§ **Task instructions**:
Single out the lines of the material that contain "below" and copy them.

§ **Data to use**:
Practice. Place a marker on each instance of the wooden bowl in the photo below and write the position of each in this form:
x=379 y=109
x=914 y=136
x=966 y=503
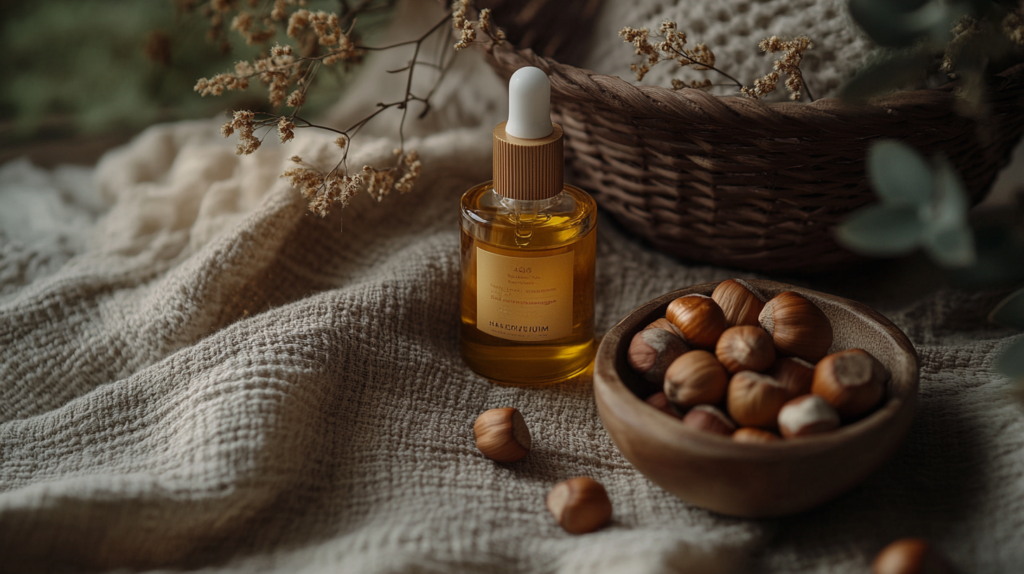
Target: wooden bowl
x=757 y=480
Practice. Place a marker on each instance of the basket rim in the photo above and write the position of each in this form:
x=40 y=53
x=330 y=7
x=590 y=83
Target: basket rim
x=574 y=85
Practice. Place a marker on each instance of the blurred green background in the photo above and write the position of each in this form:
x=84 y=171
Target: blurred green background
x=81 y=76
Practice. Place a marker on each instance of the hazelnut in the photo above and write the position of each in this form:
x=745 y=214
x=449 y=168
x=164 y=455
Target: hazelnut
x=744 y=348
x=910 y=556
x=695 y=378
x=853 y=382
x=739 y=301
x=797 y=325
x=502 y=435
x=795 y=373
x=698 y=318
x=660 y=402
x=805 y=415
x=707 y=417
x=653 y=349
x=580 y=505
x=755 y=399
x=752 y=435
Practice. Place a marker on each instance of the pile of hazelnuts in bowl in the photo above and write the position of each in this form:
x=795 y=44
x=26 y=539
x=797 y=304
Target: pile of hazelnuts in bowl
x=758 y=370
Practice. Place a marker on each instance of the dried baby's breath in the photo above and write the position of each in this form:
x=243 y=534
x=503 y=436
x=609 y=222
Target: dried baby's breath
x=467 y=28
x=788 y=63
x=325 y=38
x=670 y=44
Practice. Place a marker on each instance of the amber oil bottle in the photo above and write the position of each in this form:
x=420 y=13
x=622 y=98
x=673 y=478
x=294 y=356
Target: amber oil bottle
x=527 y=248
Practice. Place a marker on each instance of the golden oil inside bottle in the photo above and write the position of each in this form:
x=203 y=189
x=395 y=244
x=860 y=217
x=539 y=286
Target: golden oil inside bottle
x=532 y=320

---

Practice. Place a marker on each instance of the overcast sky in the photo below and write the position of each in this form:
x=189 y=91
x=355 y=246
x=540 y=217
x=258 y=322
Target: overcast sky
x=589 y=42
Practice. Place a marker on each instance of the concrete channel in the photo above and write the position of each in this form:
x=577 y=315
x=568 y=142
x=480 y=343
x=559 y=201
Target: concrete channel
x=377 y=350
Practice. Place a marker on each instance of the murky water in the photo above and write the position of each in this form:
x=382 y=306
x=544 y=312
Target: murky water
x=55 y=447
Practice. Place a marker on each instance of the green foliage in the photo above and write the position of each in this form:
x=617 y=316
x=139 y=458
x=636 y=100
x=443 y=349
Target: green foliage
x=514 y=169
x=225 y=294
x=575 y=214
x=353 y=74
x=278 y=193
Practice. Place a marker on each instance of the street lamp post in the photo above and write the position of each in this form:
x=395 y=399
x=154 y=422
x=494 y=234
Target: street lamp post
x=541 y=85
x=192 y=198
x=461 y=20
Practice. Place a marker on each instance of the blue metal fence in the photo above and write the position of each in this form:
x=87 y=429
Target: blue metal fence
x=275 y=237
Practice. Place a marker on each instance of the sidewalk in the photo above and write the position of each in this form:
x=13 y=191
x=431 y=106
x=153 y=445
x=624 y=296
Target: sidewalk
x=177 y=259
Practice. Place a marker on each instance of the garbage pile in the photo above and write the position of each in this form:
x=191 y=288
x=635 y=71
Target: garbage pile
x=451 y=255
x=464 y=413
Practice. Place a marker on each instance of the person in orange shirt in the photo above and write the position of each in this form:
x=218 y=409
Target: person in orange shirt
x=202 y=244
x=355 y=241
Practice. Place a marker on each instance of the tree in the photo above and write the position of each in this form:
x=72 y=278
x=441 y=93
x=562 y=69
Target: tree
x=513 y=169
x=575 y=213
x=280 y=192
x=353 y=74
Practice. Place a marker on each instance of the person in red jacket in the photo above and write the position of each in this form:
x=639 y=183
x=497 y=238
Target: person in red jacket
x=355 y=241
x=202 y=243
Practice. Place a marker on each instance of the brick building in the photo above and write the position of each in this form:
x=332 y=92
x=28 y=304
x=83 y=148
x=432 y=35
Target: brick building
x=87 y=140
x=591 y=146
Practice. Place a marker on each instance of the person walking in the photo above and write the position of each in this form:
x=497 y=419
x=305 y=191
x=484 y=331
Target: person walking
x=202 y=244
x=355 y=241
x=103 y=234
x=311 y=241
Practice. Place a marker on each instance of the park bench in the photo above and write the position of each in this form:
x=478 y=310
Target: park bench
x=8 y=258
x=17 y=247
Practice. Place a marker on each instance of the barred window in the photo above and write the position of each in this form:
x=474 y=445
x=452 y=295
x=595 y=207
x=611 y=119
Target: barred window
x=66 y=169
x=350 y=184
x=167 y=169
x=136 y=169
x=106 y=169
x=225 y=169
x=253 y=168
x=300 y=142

...

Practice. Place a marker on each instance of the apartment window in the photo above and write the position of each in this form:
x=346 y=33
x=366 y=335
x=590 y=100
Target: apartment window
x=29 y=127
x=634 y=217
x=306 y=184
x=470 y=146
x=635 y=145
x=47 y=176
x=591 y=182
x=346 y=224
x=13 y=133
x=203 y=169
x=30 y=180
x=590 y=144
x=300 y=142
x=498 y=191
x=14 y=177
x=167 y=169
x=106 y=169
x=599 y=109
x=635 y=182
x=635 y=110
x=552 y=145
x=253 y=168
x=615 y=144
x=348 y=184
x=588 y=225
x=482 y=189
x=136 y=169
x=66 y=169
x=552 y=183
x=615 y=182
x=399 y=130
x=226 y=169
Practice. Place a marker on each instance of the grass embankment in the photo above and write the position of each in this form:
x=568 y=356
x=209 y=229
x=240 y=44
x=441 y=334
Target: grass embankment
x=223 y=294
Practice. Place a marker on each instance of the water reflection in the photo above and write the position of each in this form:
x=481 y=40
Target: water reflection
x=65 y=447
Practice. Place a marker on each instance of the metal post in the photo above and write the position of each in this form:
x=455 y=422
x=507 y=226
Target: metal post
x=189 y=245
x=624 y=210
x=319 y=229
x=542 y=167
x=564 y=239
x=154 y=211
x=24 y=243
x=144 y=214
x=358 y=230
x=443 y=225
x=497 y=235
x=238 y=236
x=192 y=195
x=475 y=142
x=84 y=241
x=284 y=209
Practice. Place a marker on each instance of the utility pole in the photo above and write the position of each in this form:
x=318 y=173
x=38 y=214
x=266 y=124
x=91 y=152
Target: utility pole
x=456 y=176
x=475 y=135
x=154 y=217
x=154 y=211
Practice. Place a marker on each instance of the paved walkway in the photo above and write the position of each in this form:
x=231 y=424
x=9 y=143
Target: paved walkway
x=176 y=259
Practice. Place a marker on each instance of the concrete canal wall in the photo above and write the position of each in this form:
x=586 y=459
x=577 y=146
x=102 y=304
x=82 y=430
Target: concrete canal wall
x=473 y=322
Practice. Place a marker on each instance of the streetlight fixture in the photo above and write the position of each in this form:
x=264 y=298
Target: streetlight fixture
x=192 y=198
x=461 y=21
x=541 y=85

§ **Task output**:
Practice. Place a marker on each instance of the wooden bowl in the photo below and write the position of each in this form:
Practice. Place a marker on each instance of the overcast sky in the photo below and write the position of each in this form:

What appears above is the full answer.